* _DATA FOR THIS TASK_
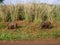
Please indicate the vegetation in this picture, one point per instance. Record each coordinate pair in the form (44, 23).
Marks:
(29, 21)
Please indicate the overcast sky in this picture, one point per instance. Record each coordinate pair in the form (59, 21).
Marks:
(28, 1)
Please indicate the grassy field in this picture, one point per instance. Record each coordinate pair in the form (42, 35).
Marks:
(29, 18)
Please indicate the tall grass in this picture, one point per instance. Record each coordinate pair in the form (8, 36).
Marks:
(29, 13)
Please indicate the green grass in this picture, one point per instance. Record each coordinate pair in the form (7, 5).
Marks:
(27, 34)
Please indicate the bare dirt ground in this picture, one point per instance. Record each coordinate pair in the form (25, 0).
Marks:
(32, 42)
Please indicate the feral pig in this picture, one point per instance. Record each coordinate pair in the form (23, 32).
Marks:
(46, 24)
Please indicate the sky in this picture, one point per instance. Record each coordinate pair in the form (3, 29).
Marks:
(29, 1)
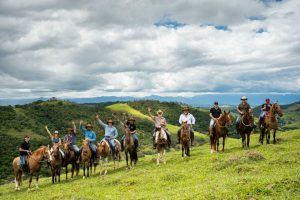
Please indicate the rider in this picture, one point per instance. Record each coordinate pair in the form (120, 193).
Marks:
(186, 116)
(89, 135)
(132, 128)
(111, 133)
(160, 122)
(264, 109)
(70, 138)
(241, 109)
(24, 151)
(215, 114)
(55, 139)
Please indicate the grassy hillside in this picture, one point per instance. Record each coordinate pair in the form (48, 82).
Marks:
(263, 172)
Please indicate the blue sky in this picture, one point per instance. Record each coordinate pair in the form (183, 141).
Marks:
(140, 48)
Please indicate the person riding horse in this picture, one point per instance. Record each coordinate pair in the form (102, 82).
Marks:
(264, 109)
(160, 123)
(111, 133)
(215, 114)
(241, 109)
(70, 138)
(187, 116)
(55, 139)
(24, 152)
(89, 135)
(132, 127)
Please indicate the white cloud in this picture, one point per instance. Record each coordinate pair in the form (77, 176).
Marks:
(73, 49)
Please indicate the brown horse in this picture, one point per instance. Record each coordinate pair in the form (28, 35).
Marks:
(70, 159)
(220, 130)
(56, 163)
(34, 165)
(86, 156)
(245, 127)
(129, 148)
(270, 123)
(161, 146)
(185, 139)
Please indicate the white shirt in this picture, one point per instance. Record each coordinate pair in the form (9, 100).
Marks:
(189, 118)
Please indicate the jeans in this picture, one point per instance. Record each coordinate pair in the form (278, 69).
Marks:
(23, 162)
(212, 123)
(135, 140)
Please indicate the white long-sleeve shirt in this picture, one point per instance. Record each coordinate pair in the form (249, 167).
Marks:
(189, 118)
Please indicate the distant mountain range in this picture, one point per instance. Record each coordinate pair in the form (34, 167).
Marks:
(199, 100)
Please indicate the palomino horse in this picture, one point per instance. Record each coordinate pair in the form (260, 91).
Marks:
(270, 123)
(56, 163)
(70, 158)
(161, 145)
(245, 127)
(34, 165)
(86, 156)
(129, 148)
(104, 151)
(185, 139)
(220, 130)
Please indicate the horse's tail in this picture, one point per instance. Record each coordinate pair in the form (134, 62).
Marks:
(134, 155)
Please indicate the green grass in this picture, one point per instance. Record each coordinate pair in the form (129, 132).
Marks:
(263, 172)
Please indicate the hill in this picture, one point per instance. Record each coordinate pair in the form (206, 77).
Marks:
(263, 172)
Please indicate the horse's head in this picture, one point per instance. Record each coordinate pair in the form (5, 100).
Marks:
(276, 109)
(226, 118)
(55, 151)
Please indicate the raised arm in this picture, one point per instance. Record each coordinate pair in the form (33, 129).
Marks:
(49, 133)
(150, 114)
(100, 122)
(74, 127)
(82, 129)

* _TASK TO CARRY OUT_
Without including the pictures, reproduce all entries exactly.

* _RESULT_
Please indicate the vegetation in this picture, one point per instance. Record each coordinate pair in the form (44, 23).
Marks:
(29, 21)
Please indicate the overcast sky in this picture, one point per instance. Record each coordinate pair in the form (59, 21).
Marks:
(28, 1)
Please indicate the grassy field in this picture, one point per instance. Record each coordinate pair in the form (42, 35).
Marks:
(29, 18)
Please indicate the tall grass in this picture, one point per instance. Record each coordinate pair in the form (8, 36).
Marks:
(29, 13)
Please indicate the green grass in this picture, one point per instance. Record each coordinate pair in the form (7, 5).
Marks:
(27, 34)
Please indicate the bare dirt ground in this picture, one point per instance. Record each coordinate pair in the form (25, 0).
Marks:
(32, 42)
Please indicate the feral pig in this picture, one point per instance. Record each coordinate pair in the form (23, 32).
Marks:
(46, 24)
Please indicate the sky in this picture, one point per instance. Record each coordinate pair in the form (3, 29).
Marks:
(29, 1)
Please indicate the rider in this picture, one point per instance. Record each coordinate pair in the form (120, 193).
Marks:
(186, 116)
(89, 135)
(132, 128)
(111, 133)
(160, 122)
(264, 109)
(70, 138)
(241, 109)
(24, 151)
(215, 114)
(55, 139)
Please indicate the grassy hillside in this picture, one point per instance. Record each coordinate pair in the form (48, 82).
Marks:
(263, 172)
Please indicate the blue sky in this picture, one point per instance. Record each coordinate pair in the form (183, 141).
Marks:
(140, 48)
Please indicate the person riding horse in this picture, one point per instance. Record each coordinate pair in the form (102, 82).
Marks:
(264, 109)
(160, 123)
(111, 133)
(215, 114)
(241, 109)
(70, 138)
(187, 116)
(55, 139)
(24, 152)
(89, 135)
(132, 127)
Please indicate the white cloud in this picture, one point per instance. Record each coordinate pair in the form (77, 176).
Marks:
(73, 49)
Please indicate the brown horse in this picture, one point per instance. Record each coordinate pair in the form (28, 35).
Marks:
(70, 159)
(220, 130)
(56, 163)
(34, 165)
(86, 156)
(245, 127)
(129, 148)
(270, 123)
(161, 146)
(185, 139)
Please indicate the white shirt in this picture, one point per instance. Record each coordinate pair in the form (9, 100).
Marks:
(189, 118)
Please indicate the jeans in this picture, one point per instance. Record each coordinate pair in the form (278, 69).
Marks:
(23, 162)
(212, 123)
(135, 140)
Please indicate the white long-sleeve shirt in this picture, one point per instance. Record each coordinate pair in the form (249, 167).
Marks:
(189, 118)
Please indicate the distant mountain range in this picture, one point per instance. Record each coordinate pair in the form (34, 167).
Marks:
(199, 100)
Please indicate the palomino horse in this picture, one point per instance. Record each coordinate pair in the form (260, 91).
Marks:
(270, 123)
(56, 163)
(70, 158)
(161, 145)
(245, 127)
(34, 165)
(86, 156)
(129, 148)
(104, 151)
(185, 139)
(220, 130)
Please indicate the horse's tail in this picture, one point per instance. Record each coordinate pair in the form (134, 62).
Marks:
(134, 155)
Please indicate the green grass in this picture, one point per instance. Record each coordinate pair in the form (129, 132).
Marks:
(263, 172)
Please indicate the hill in this picture, one point per instance. Record each coordinate pair in the form (206, 77).
Marks:
(263, 172)
Please indicate the horse's head in this picture, one point per instance. Record each coordinate pair in the form (5, 100).
Marks:
(276, 109)
(226, 118)
(55, 151)
Please indicate the raised arm in this picture, one point per instance. Record each coordinate pair in the form (33, 129).
Marks:
(49, 133)
(150, 114)
(100, 122)
(74, 127)
(82, 129)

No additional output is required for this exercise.